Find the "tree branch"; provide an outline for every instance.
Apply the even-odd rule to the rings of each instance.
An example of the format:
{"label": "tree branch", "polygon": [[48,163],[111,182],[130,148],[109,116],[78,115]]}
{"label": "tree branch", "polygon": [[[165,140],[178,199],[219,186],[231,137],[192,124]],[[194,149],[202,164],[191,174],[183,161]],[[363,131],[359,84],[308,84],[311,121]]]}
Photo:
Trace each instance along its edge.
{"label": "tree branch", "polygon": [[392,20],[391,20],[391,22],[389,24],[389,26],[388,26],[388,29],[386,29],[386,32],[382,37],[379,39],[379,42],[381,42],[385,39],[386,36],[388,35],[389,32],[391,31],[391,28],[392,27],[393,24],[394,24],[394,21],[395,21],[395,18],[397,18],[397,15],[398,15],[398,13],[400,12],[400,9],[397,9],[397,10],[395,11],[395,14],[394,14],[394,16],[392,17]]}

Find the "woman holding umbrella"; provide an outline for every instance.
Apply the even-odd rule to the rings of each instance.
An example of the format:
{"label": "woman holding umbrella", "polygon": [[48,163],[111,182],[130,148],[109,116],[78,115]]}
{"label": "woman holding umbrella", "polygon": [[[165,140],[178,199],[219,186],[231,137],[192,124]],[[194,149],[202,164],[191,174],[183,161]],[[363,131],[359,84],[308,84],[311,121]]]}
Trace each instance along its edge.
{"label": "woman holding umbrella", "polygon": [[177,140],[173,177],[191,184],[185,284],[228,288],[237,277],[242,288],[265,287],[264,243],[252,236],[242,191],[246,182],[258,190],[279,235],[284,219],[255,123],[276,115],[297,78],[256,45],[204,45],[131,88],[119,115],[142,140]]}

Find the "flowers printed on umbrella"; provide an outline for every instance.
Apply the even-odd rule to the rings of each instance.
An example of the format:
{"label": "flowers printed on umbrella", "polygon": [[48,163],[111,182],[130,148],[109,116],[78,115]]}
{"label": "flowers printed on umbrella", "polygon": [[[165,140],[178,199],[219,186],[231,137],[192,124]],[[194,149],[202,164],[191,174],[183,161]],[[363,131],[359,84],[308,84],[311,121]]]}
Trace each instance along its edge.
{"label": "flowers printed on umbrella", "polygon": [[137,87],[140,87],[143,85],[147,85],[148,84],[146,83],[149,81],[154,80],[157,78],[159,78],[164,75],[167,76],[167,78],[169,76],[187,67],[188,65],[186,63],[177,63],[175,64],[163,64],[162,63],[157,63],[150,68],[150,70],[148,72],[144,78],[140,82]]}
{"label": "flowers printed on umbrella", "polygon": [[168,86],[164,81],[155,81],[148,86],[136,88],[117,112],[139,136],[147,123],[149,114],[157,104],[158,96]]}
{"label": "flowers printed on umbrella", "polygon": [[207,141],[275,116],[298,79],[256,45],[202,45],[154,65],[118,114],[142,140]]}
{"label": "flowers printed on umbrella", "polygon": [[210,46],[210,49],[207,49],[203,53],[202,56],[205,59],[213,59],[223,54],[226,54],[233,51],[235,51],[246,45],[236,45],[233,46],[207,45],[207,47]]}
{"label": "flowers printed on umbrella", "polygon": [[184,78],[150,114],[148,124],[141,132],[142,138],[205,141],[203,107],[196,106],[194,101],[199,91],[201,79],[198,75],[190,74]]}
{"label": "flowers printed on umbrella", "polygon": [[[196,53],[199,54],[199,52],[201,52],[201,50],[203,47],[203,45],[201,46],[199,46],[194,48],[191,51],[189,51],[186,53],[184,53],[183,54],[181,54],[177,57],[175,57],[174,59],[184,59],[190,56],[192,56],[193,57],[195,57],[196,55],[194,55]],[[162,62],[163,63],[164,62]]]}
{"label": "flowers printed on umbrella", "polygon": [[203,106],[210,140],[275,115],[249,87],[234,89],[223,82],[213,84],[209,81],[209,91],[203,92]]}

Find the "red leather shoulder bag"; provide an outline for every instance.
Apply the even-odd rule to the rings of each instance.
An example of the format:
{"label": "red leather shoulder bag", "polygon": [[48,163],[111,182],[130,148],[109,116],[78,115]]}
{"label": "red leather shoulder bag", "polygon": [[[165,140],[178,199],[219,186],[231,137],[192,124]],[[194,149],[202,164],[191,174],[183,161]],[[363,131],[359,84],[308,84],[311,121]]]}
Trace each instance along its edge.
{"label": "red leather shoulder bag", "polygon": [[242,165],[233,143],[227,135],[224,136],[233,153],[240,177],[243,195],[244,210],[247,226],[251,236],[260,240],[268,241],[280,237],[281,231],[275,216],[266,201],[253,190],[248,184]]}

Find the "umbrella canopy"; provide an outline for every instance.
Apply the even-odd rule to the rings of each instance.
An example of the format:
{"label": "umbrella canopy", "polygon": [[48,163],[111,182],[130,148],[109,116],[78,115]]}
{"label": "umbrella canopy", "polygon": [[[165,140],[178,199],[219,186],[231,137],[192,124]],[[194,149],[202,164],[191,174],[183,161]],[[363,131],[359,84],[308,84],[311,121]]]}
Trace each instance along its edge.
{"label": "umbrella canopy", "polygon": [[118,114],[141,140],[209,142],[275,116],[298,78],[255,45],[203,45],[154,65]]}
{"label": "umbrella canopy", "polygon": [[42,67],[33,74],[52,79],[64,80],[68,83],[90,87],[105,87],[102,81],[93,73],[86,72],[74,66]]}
──────────────────────────────
List every line of the rows above that contains the string "leather", matching its case exactly.

# [Exercise solution]
Find the "red leather shoulder bag"; provide an outline for every instance.
{"label": "red leather shoulder bag", "polygon": [[48,163],[111,182],[130,148],[109,116],[78,115]]}
{"label": "red leather shoulder bag", "polygon": [[[165,140],[178,199],[219,186],[231,137],[192,124]],[[194,149],[202,164],[191,174],[183,161]],[[363,131],[359,84],[308,84],[311,121]]]}
{"label": "red leather shoulder bag", "polygon": [[242,165],[233,143],[227,135],[224,136],[233,153],[240,177],[243,195],[244,210],[247,226],[251,236],[260,240],[268,241],[280,237],[281,231],[275,216],[266,201],[253,190],[248,184]]}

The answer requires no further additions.